• TEXTE:
• • • •
EN-DEHORS
Règle de base de la technique classique, l’en-dehors n’en est pas moins une position anti-physiologique en soi. Les danseurs doivent donc la travailler dès le plus jeune âge. L’en-dehors ne provient pas des pieds (même si la première des cinq positions en danse classique correspond à une ouverture des pieds, talon contre talon, à 180 °), mais bien des jambes et des cuisses tournées au maximum vers l’extérieur à partir des hanches. Pourquoi s’infliger une telle "torture" penseront certains ? Primo, l’en-dehors donne aux mouvements davantage de grâce. Secundo, "anatomiquement, il ouvre des possibilités supplémentaires : levez la jambe sur le côté, elle sera plus haute si elle fait un en-dehors", explique Geisha Fontaine qui précise que l’en-dehors "est présenté comme bénéfique pour la danse dès le XVIIe siècle". Certains danseurs travaillent tellement leur en-dehors qu’ils en viennent à "marcher en canard", une position qui inspira d’ailleurs Chaplin pour créer la démarche de son personnage de Charlot. Et "dans les créations contemporaines, souligne Mme Fontaine, l’articulation du col du fémur tourne également à plein : dedans, dehors, parallèle".
GARGOUILLADE
Arabesque, attitude, battement, pas de bourrée, dégagé, entrechat, fouetté, gargouillade, glissade, jeté, plié, rond de jambe, sissonne,… "Le vocabulaire de la danse classique est souvent très suggestif, estime Geisha Fontaine. A l’énoncé de ces pas, on se prend à visualiser des créatures en mouvement, on s’invente une danse". Ainsi, la "gargouillade" est un saut de chat latéral "au cours duquel les jambes s’écartent tout en se repliant". "Les danseurs savent à quel point chaque mouvement est précis, quel que soit le point du globe où il est effectué", indique-t-elle. En effet, "ce vocabulaire en langue française est international depuis le XVIIIe siècle". Si la danse classique (on parle alors de "balletto" italien) est introduite à la Cour de France avec Catherine de Médicis, épouse du roi Henry II, c’est Louis XIV, passionné de danse, qui érigera le ballet classique en art, en créant en 1669 l’Académie royale de danse et de musique (aujourd’hui connue sous le nom de l’Opéra national de Paris), gardienne des préceptes en termes de pas et de mouvements, nommés en français, de la danse classique.
• • • •
• MATÉRIEL EXTRAIT:
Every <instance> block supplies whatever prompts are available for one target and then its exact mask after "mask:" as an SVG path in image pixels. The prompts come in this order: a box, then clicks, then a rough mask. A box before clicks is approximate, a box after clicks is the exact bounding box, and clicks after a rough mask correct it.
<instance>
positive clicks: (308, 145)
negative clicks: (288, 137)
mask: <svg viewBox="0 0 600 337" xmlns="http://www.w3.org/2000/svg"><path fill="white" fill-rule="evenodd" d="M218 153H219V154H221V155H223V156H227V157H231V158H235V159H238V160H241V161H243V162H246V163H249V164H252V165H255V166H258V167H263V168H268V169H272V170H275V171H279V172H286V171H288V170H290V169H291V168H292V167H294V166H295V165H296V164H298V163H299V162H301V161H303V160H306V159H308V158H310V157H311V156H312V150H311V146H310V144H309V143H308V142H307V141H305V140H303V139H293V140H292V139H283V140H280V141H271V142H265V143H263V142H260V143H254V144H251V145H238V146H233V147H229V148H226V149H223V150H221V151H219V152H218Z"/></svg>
• • • •
• CONSIGNES:
1. Selon le texte sur la danse classique, en quelle année Louis XIV a-t-il créé l'Académie royale de danse et de musique ?
2. Reprenez le texte sur la danse classique à l'endroit où il s'arrête et poursuivez-le.
Ce matériel est indépendant du texte sur la danse classique.

• RÉPONSES:
1. En 1669.

2.
VIEILLIR
Nul danseur ne l’ignore : son corps est son outil de travail. Alors, "quand le corps devient moins performant, écrit Geisha Fontaine, sonne souvent l’heure de se retirer de la scène. En conséquence, l’âge auquel cesser de danser varie selon les styles de danse". Ainsi, fin mars dernier, la danseuse étoile de l’Opéra de Paris Marie-Agnès Gillot tirait sa dernière révérence, à 42 ans, âge de la retraite traditionnelle à l’Opéra. Mais "une fois que la virtuosité n’est plus possible, souligne la philosophe, certains dansent encore, autrement". A l’image d’Alicia Alonso, légende de la danse classique cubaine, qui a dansé jusqu’à 73 ans. Ou de la danseuse et chorégraphe française Marie-Claude Pietragalla qui, à 55 ans, est toujours sur scène avec sa compagnie "Le Théâtre du corps" et voit la vieillesse comme "une richesse". "En danse contemporaine, ajoute Mme Fontaine, il semble plus aisé de vieillir et de danser encore. La virtuosité ne résidant pas forcément dans la réalisation de prouesses physiques, l’âge joue un moins grand rôle". Pensons à la danseuse africaine Germaine Acogny qui, à 74 ans, livrait en mars à Bruxelles un magnifique solo, "Mon élue noire (Sacre#2)".